>> Start Recorded data

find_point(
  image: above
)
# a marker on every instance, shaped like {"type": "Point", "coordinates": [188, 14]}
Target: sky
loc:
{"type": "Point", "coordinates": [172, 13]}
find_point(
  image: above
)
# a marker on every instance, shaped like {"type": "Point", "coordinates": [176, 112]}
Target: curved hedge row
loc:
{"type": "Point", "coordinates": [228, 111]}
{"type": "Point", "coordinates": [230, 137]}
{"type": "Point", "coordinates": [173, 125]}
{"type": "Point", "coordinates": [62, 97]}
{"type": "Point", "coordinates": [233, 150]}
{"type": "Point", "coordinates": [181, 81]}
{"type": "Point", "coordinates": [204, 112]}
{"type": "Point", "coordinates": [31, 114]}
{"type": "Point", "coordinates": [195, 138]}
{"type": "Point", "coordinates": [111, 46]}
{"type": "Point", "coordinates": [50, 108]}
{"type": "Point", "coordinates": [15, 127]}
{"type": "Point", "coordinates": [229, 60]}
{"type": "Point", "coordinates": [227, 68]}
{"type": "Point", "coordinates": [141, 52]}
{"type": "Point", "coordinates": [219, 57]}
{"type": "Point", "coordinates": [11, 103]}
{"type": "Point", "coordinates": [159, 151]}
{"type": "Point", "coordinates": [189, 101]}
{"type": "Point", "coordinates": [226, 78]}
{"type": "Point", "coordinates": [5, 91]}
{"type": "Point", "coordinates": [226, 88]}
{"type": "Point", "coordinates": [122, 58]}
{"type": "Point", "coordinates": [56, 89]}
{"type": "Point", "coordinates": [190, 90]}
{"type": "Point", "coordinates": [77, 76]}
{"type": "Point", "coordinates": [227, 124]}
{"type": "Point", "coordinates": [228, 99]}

>> End Recorded data

Copy the data above line for line, with no changes.

*Answer to this problem*
find_point(
  image: above
)
# a marker on every instance, shaped like {"type": "Point", "coordinates": [188, 14]}
Target: sky
loc:
{"type": "Point", "coordinates": [172, 13]}
find_point(
  image: above
)
# a marker on every instance, shaped like {"type": "Point", "coordinates": [176, 112]}
Target: curved hedge row
loc:
{"type": "Point", "coordinates": [228, 111]}
{"type": "Point", "coordinates": [230, 137]}
{"type": "Point", "coordinates": [173, 125]}
{"type": "Point", "coordinates": [62, 97]}
{"type": "Point", "coordinates": [233, 150]}
{"type": "Point", "coordinates": [181, 81]}
{"type": "Point", "coordinates": [204, 112]}
{"type": "Point", "coordinates": [31, 114]}
{"type": "Point", "coordinates": [195, 138]}
{"type": "Point", "coordinates": [111, 46]}
{"type": "Point", "coordinates": [50, 108]}
{"type": "Point", "coordinates": [15, 127]}
{"type": "Point", "coordinates": [229, 60]}
{"type": "Point", "coordinates": [227, 68]}
{"type": "Point", "coordinates": [141, 52]}
{"type": "Point", "coordinates": [219, 57]}
{"type": "Point", "coordinates": [11, 103]}
{"type": "Point", "coordinates": [159, 151]}
{"type": "Point", "coordinates": [189, 101]}
{"type": "Point", "coordinates": [226, 78]}
{"type": "Point", "coordinates": [5, 91]}
{"type": "Point", "coordinates": [226, 88]}
{"type": "Point", "coordinates": [122, 58]}
{"type": "Point", "coordinates": [56, 89]}
{"type": "Point", "coordinates": [190, 90]}
{"type": "Point", "coordinates": [77, 76]}
{"type": "Point", "coordinates": [227, 124]}
{"type": "Point", "coordinates": [228, 99]}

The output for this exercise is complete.